* What you need to do *
The records below need to come back exactly as they are, pictures omitted.

········

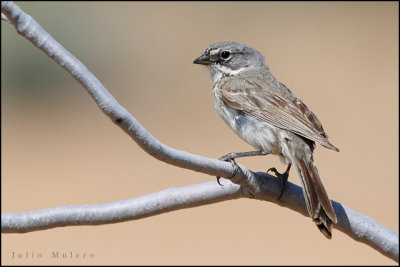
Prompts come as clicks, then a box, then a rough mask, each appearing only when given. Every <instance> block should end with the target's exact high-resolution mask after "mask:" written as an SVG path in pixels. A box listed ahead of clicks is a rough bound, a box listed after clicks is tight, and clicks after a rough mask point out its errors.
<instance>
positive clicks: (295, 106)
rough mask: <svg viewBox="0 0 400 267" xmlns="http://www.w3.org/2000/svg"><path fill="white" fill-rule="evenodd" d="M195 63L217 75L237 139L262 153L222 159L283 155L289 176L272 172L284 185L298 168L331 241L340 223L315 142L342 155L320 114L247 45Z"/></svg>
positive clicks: (307, 196)
mask: <svg viewBox="0 0 400 267" xmlns="http://www.w3.org/2000/svg"><path fill="white" fill-rule="evenodd" d="M193 63H195V64H202V65H205V66H207V68H208V70H209V71H210V72H211V77H212V79H213V81H214V86H213V95H214V105H215V108H216V109H217V111H218V114H219V115H220V116H221V117H222V119H223V120H224V121H225V122H226V123H227V124H228V126H229V127H230V128H231V129H232V130H233V131H234V132H235V133H236V134H238V135H239V136H240V137H241V138H242V139H243V140H245V141H246V142H247V143H249V144H250V145H251V146H253V147H254V148H255V149H257V151H251V152H243V153H230V154H228V155H226V156H224V157H222V159H224V160H232V159H234V158H236V157H243V156H254V155H266V154H274V155H279V156H280V158H281V160H282V161H283V162H287V163H288V168H287V170H286V172H285V173H283V174H280V173H278V172H277V171H276V169H275V168H271V169H270V170H272V171H273V172H275V174H276V175H277V176H278V178H280V179H281V181H283V182H284V181H286V180H287V177H288V175H289V169H290V166H291V165H293V166H294V169H295V171H296V173H297V176H298V177H299V178H300V182H301V184H302V186H303V193H304V198H305V201H306V204H307V210H308V213H309V214H310V216H311V218H312V219H313V221H314V222H315V223H316V225H317V226H318V228H319V230H320V231H321V232H322V233H323V234H324V235H325V236H326V237H327V238H329V239H330V238H331V237H332V223H336V222H337V218H336V214H335V211H334V210H333V208H332V204H331V201H330V200H329V197H328V195H327V193H326V191H325V188H324V186H323V184H322V182H321V179H320V177H319V174H318V170H317V167H316V166H315V164H314V161H313V150H314V148H315V142H318V143H320V144H321V145H322V146H324V147H326V148H329V149H332V150H335V151H339V150H338V149H337V148H336V147H335V146H333V145H332V144H331V143H330V142H329V141H328V136H327V135H326V133H325V131H324V129H323V127H322V124H321V123H320V121H319V120H318V119H317V117H316V116H315V115H314V113H312V112H311V110H309V109H308V107H307V106H306V105H305V104H304V103H303V101H301V100H300V99H298V98H297V97H296V96H295V95H294V94H293V93H292V92H291V91H290V90H289V89H288V88H287V87H286V86H285V85H284V84H282V83H280V82H279V81H278V80H277V79H276V78H275V77H274V76H273V75H272V74H271V72H270V70H269V67H268V66H267V65H266V64H265V61H264V56H263V55H262V54H261V53H260V52H258V51H256V50H255V49H252V48H250V47H247V46H246V45H244V44H240V43H233V42H219V43H215V44H212V45H210V46H209V47H208V48H207V49H206V50H205V51H204V53H203V55H201V56H200V57H199V58H197V59H196V60H194V62H193ZM283 182H282V183H281V186H283Z"/></svg>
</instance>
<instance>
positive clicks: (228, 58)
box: [220, 50, 231, 60]
mask: <svg viewBox="0 0 400 267" xmlns="http://www.w3.org/2000/svg"><path fill="white" fill-rule="evenodd" d="M220 57H221V58H222V59H223V60H228V59H229V58H230V57H231V52H229V51H227V50H223V51H222V52H221V54H220Z"/></svg>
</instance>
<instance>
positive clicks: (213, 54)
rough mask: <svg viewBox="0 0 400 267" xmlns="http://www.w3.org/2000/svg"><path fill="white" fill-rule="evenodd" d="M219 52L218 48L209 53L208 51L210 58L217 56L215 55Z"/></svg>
mask: <svg viewBox="0 0 400 267" xmlns="http://www.w3.org/2000/svg"><path fill="white" fill-rule="evenodd" d="M219 51H220V49H219V48H218V49H214V50H211V51H210V56H215V55H217V54H218V53H219Z"/></svg>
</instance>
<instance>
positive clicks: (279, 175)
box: [267, 165, 290, 200]
mask: <svg viewBox="0 0 400 267" xmlns="http://www.w3.org/2000/svg"><path fill="white" fill-rule="evenodd" d="M289 169H290V165H289V167H288V169H287V170H286V171H285V172H284V173H279V172H278V171H277V170H276V168H269V169H268V171H267V173H268V172H269V171H271V172H273V173H275V175H276V177H277V178H278V180H279V187H280V193H279V196H278V198H277V200H279V199H280V198H281V196H282V194H283V189H284V187H285V184H286V182H287V180H288V178H289Z"/></svg>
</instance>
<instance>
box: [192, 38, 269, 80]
mask: <svg viewBox="0 0 400 267" xmlns="http://www.w3.org/2000/svg"><path fill="white" fill-rule="evenodd" d="M193 63H195V64H202V65H206V66H207V67H208V69H209V70H210V72H211V75H212V76H213V79H214V81H215V80H216V78H217V77H218V78H219V77H221V75H228V76H230V75H238V74H239V73H243V72H247V71H248V70H251V69H253V68H257V69H268V66H267V65H266V64H265V59H264V56H263V55H262V54H261V53H260V52H258V51H257V50H255V49H253V48H250V47H248V46H246V45H245V44H241V43H235V42H219V43H215V44H212V45H210V46H209V47H207V49H206V50H204V52H203V55H201V56H200V57H199V58H197V59H195V60H194V61H193Z"/></svg>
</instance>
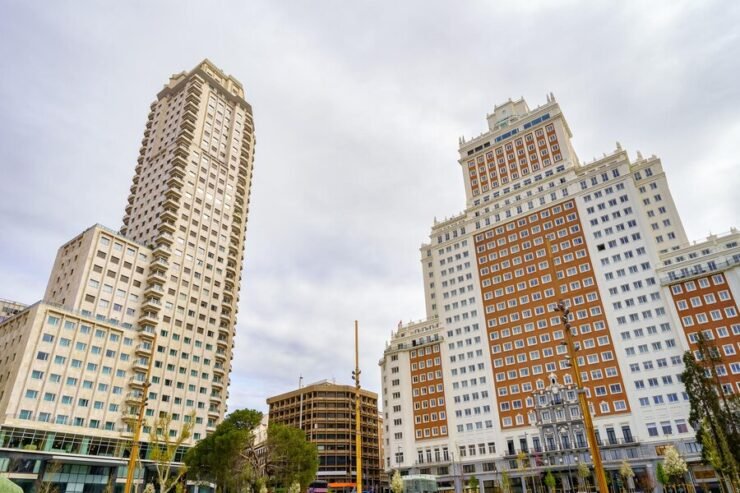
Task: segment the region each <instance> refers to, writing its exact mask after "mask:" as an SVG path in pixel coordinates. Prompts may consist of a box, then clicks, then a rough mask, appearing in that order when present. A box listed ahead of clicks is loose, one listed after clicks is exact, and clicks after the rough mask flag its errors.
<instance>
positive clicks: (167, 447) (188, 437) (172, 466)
mask: <svg viewBox="0 0 740 493" xmlns="http://www.w3.org/2000/svg"><path fill="white" fill-rule="evenodd" d="M194 421H195V413H192V414H191V415H190V416H189V417H188V420H187V421H186V422H185V423H184V424H183V425H182V427H181V428H180V432H179V433H178V434H177V435H176V436H175V437H174V438H173V437H171V436H170V427H171V426H172V416H170V415H169V414H163V415H161V416H160V417H159V418H158V419H157V420H155V421H154V424H153V425H152V426H151V428H150V430H151V431H150V432H149V451H150V456H149V458H150V459H151V460H152V462H154V466H155V469H156V473H157V476H156V481H157V484H158V485H159V493H169V491H170V490H171V489H172V488H174V487H175V485H176V484H177V483H179V482H180V479H182V477H183V476H184V475H185V472H187V470H188V467H187V466H186V465H184V464H180V465H178V464H177V462H176V455H177V452H178V450H179V449H180V448H181V447H182V446H183V444H184V443H185V442H186V441H188V440H189V439H190V437H191V436H192V431H193V422H194Z"/></svg>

········

* Finished task *
Prompts come as clicks, then a box, then a rough mask, each appearing only when given. Every <instance> block should end with the target's exact high-resolution mask after "mask:" written as an SVG path in pixels. A box listed ahead of clicks is a rough bound, a box listed after clicks is tight, and clicks after a rough mask point out its errors.
<instance>
positive clicks: (295, 106)
rough mask: <svg viewBox="0 0 400 267" xmlns="http://www.w3.org/2000/svg"><path fill="white" fill-rule="evenodd" d="M195 63L217 75L237 139L262 153L222 159L283 155L289 176L272 172L284 185L298 168L331 241L340 223L315 142L342 155L320 114L247 45Z"/></svg>
positive clicks: (307, 196)
mask: <svg viewBox="0 0 400 267" xmlns="http://www.w3.org/2000/svg"><path fill="white" fill-rule="evenodd" d="M193 63H195V64H202V65H205V66H207V68H208V70H209V71H210V72H211V77H212V79H213V81H214V86H213V95H214V105H215V108H216V109H217V111H218V114H219V115H220V116H221V117H222V119H223V120H224V121H225V122H226V123H227V124H228V126H229V127H230V128H231V129H232V130H233V131H234V132H235V133H236V134H238V135H239V136H240V137H241V138H242V139H243V140H245V141H246V142H247V143H249V144H250V145H251V146H253V147H254V148H255V149H257V151H251V152H243V153H230V154H228V155H226V156H224V157H222V159H224V160H232V159H234V158H236V157H243V156H254V155H266V154H274V155H279V156H280V158H281V160H282V161H283V162H287V163H288V168H287V170H286V172H285V173H283V174H280V173H278V172H277V171H276V169H275V168H271V169H270V170H272V171H273V172H275V174H276V175H277V176H278V178H280V179H281V181H283V182H284V181H286V180H287V177H288V175H289V169H290V166H291V165H293V166H294V169H295V171H296V173H297V176H298V177H299V178H300V182H301V184H302V186H303V193H304V198H305V201H306V204H307V210H308V213H309V214H310V216H311V218H312V219H313V221H314V222H315V223H316V225H317V226H318V228H319V230H320V231H321V232H322V233H323V234H324V235H325V236H326V237H327V238H329V239H330V238H331V237H332V223H336V222H337V218H336V214H335V211H334V210H333V208H332V204H331V201H330V200H329V197H328V195H327V193H326V191H325V188H324V186H323V184H322V182H321V179H320V177H319V174H318V170H317V167H316V166H315V164H314V161H313V150H314V148H315V142H318V143H320V144H321V145H322V146H324V147H326V148H329V149H332V150H335V151H339V150H338V149H337V148H336V147H335V146H333V145H332V144H331V143H330V142H329V141H328V136H327V135H326V133H325V131H324V129H323V127H322V124H321V123H320V121H319V120H318V119H317V117H316V116H315V115H314V113H312V112H311V110H309V109H308V107H307V106H306V105H305V104H304V103H303V101H301V100H300V99H298V98H297V97H296V96H295V95H294V94H293V93H292V92H291V91H290V90H289V89H288V88H287V87H286V86H285V85H284V84H282V83H280V82H279V81H278V80H277V79H276V78H275V77H274V76H273V75H272V74H271V72H270V70H269V67H268V66H267V65H266V64H265V61H264V56H263V55H262V54H261V53H260V52H258V51H256V50H255V49H252V48H250V47H247V46H246V45H244V44H240V43H233V42H219V43H215V44H212V45H210V46H209V47H208V48H207V49H206V50H205V51H204V53H203V55H201V56H200V57H199V58H197V59H196V60H194V62H193ZM283 182H282V183H281V186H283Z"/></svg>
</instance>
<instance>
positive clicks: (228, 58)
box: [220, 50, 231, 60]
mask: <svg viewBox="0 0 400 267" xmlns="http://www.w3.org/2000/svg"><path fill="white" fill-rule="evenodd" d="M220 57H221V58H222V59H223V60H228V59H229V58H230V57H231V52H229V51H227V50H223V51H222V52H221V54H220Z"/></svg>
</instance>
<instance>
positive clicks: (213, 54)
rough mask: <svg viewBox="0 0 400 267" xmlns="http://www.w3.org/2000/svg"><path fill="white" fill-rule="evenodd" d="M219 52L218 48L209 53L208 51L210 58L217 56L215 55Z"/></svg>
mask: <svg viewBox="0 0 400 267" xmlns="http://www.w3.org/2000/svg"><path fill="white" fill-rule="evenodd" d="M219 51H220V49H219V48H218V49H214V50H211V51H210V56H215V55H217V54H218V53H219Z"/></svg>
</instance>
<instance>
positive clicks: (279, 175)
box: [267, 165, 290, 200]
mask: <svg viewBox="0 0 400 267" xmlns="http://www.w3.org/2000/svg"><path fill="white" fill-rule="evenodd" d="M289 169H290V165H289V167H288V169H287V170H286V171H285V172H284V173H279V172H278V171H277V170H276V168H269V169H268V171H267V173H268V172H269V171H271V172H273V173H275V175H276V177H277V178H278V180H279V187H280V193H279V196H278V198H277V200H279V199H280V198H281V196H282V194H283V189H284V187H285V184H286V182H287V180H288V178H289Z"/></svg>
</instance>
<instance>
box: [192, 38, 269, 80]
mask: <svg viewBox="0 0 400 267" xmlns="http://www.w3.org/2000/svg"><path fill="white" fill-rule="evenodd" d="M193 63H195V64H202V65H206V66H207V67H208V69H209V70H210V72H211V75H212V76H213V79H214V81H215V80H216V78H217V77H218V78H219V77H221V75H228V76H230V75H238V74H239V73H243V72H247V71H248V70H251V69H253V68H257V69H268V66H267V65H266V64H265V59H264V56H263V55H262V54H261V53H260V52H258V51H257V50H255V49H253V48H250V47H248V46H246V45H245V44H241V43H235V42H219V43H215V44H212V45H210V46H209V47H207V49H206V50H204V52H203V55H201V56H200V57H199V58H197V59H195V60H194V61H193Z"/></svg>
</instance>
Task: segment the region each <instance> refers to, writing its exact mask after "mask:" as an SVG path in pixel coordinates. Prompts may consist of a box, then clicks, then a rough mask, appearing in that order when present. A box listed ahead of clicks is loose, one listed after clicks is exact, and clicks after the rough mask flag its errors.
<instance>
positive clicks: (167, 447) (188, 437) (172, 466)
mask: <svg viewBox="0 0 740 493" xmlns="http://www.w3.org/2000/svg"><path fill="white" fill-rule="evenodd" d="M194 421H195V413H192V414H191V415H190V416H189V417H188V420H187V421H186V422H185V423H184V424H183V425H182V427H181V428H180V432H179V433H178V434H177V435H176V436H175V437H174V438H173V437H171V436H170V427H171V426H172V416H170V415H169V414H163V415H161V416H160V417H159V418H158V419H157V420H155V421H154V424H153V425H152V426H151V428H150V430H151V431H150V432H149V451H150V456H149V458H150V459H151V460H152V462H154V466H155V469H156V473H157V476H156V481H157V484H158V485H159V493H169V491H170V490H171V489H172V488H174V487H175V485H176V484H177V483H179V482H180V479H182V477H183V476H184V475H185V472H187V470H188V467H187V466H186V465H184V464H180V465H178V464H177V462H176V455H177V452H178V450H179V449H180V448H181V447H182V446H183V444H184V443H185V442H186V441H188V440H189V439H190V437H191V436H192V431H193V422H194Z"/></svg>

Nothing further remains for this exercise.